## [Given instruction 1]
In the passage on parenting grown children, what belief helped parents get through hard hours when their children were small?
## [Given instruction 2]
Continue the passage on parenting grown children from its final sentence.

## [Provided passage]
* * *
There has been a theme to the conversations we have had over and over and over across the country and back as well as in the emails in between.  Many of us are parenting adult people now.  Let me just tell you that is surreal. And wonderful.  And a little terrifying.  

I remember so many of us as we navigated first pregnancies, colic, feeding, sleeping – or not sleeping.  The days when the first trip to the grocery store alone with your newborn and toddler could strike fear in the bravest hearts.  Those little people could cut loose with a blood curdling scream with no notice at all.  They might vomit their body weight at church.  Lock themselves into the public restroom.  Stick tweezers into light sockets.  Climb out windows.  Get away from you at the library, skillfully remaining on the other side of the shelves while you dodge left and right with the stroller.  

Ask me how I know. 

There were days when you landed in bed exhausted just keeping them alive and well. It was hard to imagine it ever being harder than this.  In truth what got us through some of those hours was the firm belief that when they 'got bigger' it was going to be SO much easier. 

We were wrong about that. 

There comes a day when you no longer have to put on their pjs nor put them to bed.  But instead of sleeping soundly like you pictured, you find yourself lying awake praying they have enough snow driving skills to make it home ok.  You no longer frantically search for that second church shoe but you may sit in the pew praying fervently for the child who is home questioning the faith.  Instead of beating back the laundry monster you are skyping married children living in other states, your machine sitting quiet nearby. 

It's not all bad.  It's just not all as easy as we may have expected.  You play your cards right and they grow up to be fascinating intelligent people. They also grow up to be people with free will and all the other challenges everyone has.  They make decisions that may echo your own.  Or they may make choices that are very different.  (that part is often ok)

That bit about there being no second generation Christians is really true.  That bit about learning from our own mistakes more than anyone else's is also true.  They have to work out their stuff just like we did.  This is where we move into an advisory role and then realize that we would give anything to once again be able to do all the work ourselves.
* * *
Extracts from a box-labeled dataset:
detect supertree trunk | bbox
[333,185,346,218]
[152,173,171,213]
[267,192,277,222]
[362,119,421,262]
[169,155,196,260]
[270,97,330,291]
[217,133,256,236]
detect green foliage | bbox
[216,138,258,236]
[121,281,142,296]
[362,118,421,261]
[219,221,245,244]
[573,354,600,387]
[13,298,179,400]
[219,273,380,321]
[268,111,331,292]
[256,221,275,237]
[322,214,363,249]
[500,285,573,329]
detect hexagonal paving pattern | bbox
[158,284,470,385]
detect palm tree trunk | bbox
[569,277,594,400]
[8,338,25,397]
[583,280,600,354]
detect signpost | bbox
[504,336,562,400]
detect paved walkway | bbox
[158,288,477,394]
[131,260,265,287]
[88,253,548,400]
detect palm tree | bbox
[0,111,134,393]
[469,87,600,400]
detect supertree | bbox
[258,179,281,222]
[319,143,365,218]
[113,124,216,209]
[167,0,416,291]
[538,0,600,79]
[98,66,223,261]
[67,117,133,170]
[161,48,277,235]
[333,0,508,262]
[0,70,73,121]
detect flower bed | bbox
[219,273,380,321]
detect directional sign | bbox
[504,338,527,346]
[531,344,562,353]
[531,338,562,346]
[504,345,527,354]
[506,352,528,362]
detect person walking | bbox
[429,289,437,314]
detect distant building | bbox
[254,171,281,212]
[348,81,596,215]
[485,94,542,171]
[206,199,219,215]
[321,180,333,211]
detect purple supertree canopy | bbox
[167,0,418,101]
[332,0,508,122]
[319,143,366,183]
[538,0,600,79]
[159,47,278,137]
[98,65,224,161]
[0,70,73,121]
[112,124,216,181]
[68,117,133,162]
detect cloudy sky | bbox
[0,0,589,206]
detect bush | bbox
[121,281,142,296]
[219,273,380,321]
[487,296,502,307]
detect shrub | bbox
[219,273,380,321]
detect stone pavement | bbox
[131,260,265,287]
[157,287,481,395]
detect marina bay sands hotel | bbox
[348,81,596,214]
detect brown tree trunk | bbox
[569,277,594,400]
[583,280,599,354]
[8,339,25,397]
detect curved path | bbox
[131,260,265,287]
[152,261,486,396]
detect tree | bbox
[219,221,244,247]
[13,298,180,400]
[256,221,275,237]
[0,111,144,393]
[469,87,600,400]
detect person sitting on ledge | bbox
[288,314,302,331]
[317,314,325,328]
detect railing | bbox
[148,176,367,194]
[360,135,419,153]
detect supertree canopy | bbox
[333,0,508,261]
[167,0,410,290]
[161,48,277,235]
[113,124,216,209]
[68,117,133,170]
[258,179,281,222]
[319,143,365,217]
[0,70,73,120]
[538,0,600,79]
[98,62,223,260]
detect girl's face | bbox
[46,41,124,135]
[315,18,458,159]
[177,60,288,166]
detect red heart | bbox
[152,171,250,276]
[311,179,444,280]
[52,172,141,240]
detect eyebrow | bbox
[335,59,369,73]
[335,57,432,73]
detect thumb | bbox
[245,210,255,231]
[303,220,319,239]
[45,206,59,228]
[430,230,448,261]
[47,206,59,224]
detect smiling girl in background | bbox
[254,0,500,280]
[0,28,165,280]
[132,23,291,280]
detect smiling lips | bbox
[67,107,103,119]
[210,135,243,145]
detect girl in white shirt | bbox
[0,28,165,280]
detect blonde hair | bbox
* * *
## [Task output 1]
They firmly believed it would be much easier once the children got bigger.

## [Task output 2]
It's tempting to over analyze at this stage, especially if you still have children at home.  Did we do things "right"?  Were we strict enough? Too strict? Did we read enough books?  Give them enough vitamins?  What could we or should we have done differently?

We have spent the past several weeks sharing stories of those long ago years and connecting with people who knew us when.  We have heard their stories.  We have laughed til we cried.  We have cried til we could laugh again.  I kid you not – over and over and over again.  

So when a younger mom asked me to elaborate about some impressions I had about the difference between raising kids "then" versus now I just was not quite able.  Not yet. There are just not enough words formed yet to sum up.  I can only say it was worth it, for all of us, this journey.  It has stretched us beyond belief.  Our hearts have a far greater capacity then we expected. Even when broken they hold joy we could not have dreamed of. 

As one friend said, "It's been quite a ride."

Quite a ride indeed.  I am privileged to have traveled along with so many awesome women.  And as much as I miss them it is so incredible to have them sprinkled all over the world wherever we go.  Here's to us, friends. This thing we are doing is as big as it feels. Big stuff.  

 

(totally random and sorta unrelated recent snaps from the road)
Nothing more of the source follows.